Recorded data
*-*-*

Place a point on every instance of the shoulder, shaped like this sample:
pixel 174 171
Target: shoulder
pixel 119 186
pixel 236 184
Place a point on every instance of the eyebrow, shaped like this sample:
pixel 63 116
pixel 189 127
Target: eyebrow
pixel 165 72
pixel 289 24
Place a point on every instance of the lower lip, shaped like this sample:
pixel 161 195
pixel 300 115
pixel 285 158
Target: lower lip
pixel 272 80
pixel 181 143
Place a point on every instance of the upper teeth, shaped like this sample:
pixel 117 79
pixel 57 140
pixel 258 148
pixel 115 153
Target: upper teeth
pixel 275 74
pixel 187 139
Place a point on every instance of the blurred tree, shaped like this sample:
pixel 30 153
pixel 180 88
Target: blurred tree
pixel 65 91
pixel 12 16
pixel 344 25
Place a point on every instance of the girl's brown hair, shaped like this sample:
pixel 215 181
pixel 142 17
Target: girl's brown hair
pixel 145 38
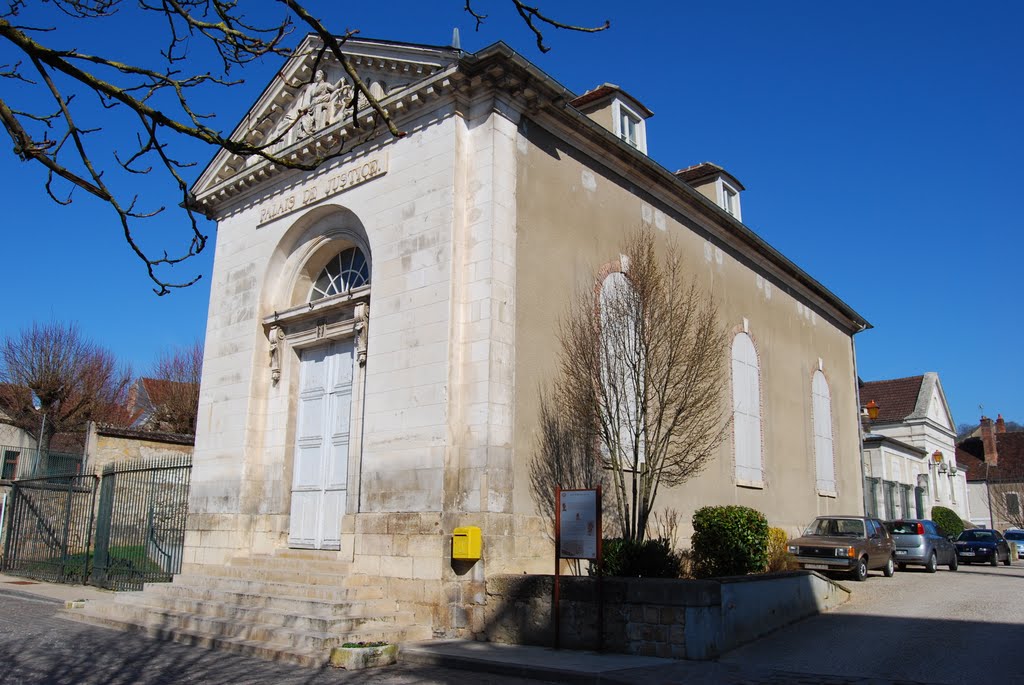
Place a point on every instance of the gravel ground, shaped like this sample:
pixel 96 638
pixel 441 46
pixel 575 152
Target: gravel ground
pixel 37 646
pixel 914 627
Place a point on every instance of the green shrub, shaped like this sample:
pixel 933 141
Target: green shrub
pixel 778 555
pixel 729 541
pixel 948 520
pixel 651 558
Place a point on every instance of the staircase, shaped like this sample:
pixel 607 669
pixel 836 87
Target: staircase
pixel 293 606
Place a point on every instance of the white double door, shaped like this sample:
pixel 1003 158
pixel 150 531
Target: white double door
pixel 320 478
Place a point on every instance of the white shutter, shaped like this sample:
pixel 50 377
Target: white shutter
pixel 747 410
pixel 821 415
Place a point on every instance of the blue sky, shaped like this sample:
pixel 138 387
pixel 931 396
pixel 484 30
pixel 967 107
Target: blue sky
pixel 877 142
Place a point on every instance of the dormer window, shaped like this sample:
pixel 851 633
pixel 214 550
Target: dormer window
pixel 629 125
pixel 715 183
pixel 617 112
pixel 730 200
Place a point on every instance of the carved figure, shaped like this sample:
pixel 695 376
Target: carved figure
pixel 276 337
pixel 321 103
pixel 361 322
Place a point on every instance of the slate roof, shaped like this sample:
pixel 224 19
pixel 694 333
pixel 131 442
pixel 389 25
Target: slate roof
pixel 1010 462
pixel 700 171
pixel 896 398
pixel 604 90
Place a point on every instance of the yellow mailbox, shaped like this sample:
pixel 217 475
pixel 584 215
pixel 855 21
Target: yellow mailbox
pixel 466 543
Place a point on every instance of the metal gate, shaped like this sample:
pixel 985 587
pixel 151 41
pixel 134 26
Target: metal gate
pixel 50 526
pixel 134 536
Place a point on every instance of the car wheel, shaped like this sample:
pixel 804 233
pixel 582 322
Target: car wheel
pixel 860 572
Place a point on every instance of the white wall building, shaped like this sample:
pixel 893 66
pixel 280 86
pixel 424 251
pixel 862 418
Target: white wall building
pixel 909 451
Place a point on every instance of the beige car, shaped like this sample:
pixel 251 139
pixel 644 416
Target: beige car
pixel 848 544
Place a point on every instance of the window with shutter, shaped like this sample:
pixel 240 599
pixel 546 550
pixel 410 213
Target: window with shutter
pixel 821 412
pixel 747 411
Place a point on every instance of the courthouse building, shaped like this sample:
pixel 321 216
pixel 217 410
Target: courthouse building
pixel 380 327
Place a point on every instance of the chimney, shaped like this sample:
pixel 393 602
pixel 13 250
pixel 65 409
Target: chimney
pixel 988 441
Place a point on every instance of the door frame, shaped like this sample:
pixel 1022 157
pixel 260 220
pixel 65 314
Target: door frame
pixel 330 319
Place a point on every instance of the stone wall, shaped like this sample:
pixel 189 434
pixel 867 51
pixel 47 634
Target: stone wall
pixel 695 619
pixel 108 445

*-*-*

§ Exercise
What is needed is the exact run of lines from the start of the data through the line with "pixel 575 152", both ends included, minus the pictures.

§ Final answer
Place a point on every instance of the shoulder, shaped like this sample:
pixel 174 171
Target: shoulder
pixel 119 186
pixel 236 184
Place a point on every instance of the eyebrow, shaped like this sample:
pixel 63 116
pixel 189 127
Target: eyebrow
pixel 165 72
pixel 289 24
Place a point on every instance of the lower lip, shaped like this sample:
pixel 161 195
pixel 300 115
pixel 285 158
Target: lower lip
pixel 272 80
pixel 181 143
Place a point on every instance of the upper teeth, shaped like this sample:
pixel 117 79
pixel 57 140
pixel 258 148
pixel 115 153
Target: upper teeth
pixel 275 74
pixel 187 139
Place a point on every instance of the blurred tree, shaped like this sample:
pixel 30 153
pixel 180 88
Target: blurred tree
pixel 65 91
pixel 12 16
pixel 344 25
Place a point on every instance of the girl's brown hair, shaped like this sample:
pixel 215 181
pixel 142 17
Target: girl's brown hair
pixel 145 38
Place a point on every instance of the gravel ground, shaped like this sample:
pixel 96 638
pixel 441 46
pixel 575 152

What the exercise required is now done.